*EXERCISE DESCRIPTION*. Update the material below by swapping every "keypoint" for "marker" and leave all other text unchanged.

*RECORDS*.
↓↓↓

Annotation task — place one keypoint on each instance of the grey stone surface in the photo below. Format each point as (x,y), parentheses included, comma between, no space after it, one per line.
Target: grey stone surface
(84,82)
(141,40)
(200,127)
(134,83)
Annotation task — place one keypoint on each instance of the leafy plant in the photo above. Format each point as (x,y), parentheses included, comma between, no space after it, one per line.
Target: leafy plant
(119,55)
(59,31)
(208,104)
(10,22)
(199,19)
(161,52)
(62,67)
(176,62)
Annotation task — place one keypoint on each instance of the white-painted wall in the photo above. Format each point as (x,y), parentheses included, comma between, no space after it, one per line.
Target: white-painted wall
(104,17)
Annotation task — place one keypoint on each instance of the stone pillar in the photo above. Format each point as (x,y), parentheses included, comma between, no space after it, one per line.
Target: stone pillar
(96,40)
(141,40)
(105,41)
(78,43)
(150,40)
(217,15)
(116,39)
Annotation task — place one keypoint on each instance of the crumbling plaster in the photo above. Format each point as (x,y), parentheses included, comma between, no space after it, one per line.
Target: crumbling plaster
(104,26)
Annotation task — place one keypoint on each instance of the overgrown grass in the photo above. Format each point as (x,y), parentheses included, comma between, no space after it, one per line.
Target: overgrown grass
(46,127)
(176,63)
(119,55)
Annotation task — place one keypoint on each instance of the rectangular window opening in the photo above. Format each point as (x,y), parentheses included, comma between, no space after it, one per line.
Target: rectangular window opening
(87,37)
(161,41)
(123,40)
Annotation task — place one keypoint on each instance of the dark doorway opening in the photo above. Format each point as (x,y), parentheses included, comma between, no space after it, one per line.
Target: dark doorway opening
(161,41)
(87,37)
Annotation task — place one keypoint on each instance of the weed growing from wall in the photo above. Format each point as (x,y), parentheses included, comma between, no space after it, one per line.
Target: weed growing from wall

↑↑↑

*RESPONSE*.
Annotation task — place one marker on each instance of the grey stone surface in the photo below. Format each point as (x,y), parentheses included, comma between, no space after it, one per line.
Target: grey stone surface
(84,82)
(141,40)
(200,127)
(134,83)
Annotation task — place one marker on each instance of the leafy plant in the photo above. Format each point as (x,y), parentheses included, comma between, no space after it, one per line.
Target: leafy plant
(119,55)
(59,31)
(208,104)
(10,22)
(199,19)
(161,52)
(62,67)
(176,62)
Annotation task — place one marker on each instance of the white-painted wall in the photo above. Format each point as (x,y), parentheses included, comma between, no space after it, one per line.
Target: white-painted wall
(104,17)
Annotation task — place one marker on each instance of the stone pillar in the photo above. Format each point as (x,y), parentheses included, comma between, no space after it, one per line.
Target: stone pillar
(96,40)
(141,40)
(105,41)
(78,43)
(150,40)
(217,15)
(116,39)
Annotation task — place one marker on each instance of the crumbling plaster in the photo above. Format each point as (x,y), parentheses included, comma between, no space after it, one per line.
Target: crumbling plaster
(104,26)
Annotation task — place one marker on each instance of the overgrown grass in the photo above. Format each point as (x,y), parentheses included, comma between, no space after it, one per line.
Target: overgrown grass
(46,127)
(176,63)
(119,55)
Annotation task — place one marker on each instance of the rectangular window opening in the photo above. Format each point as (x,y), parentheses included, comma between, no space after it, one per line.
Target: rectangular window opening
(87,37)
(161,41)
(123,40)
Annotation task — place one marker on each instance of the dark doorway opening in the photo above. Format each point as (x,y), parentheses included, comma between, no space after it, one per line.
Target: dark doorway opening
(161,41)
(87,37)
Annotation task — place one marker on each instance of the weed growing from wall in the photo above. Format each point as (x,y), parentheses included, comma between, no space after it, one per line.
Target: weed growing from wall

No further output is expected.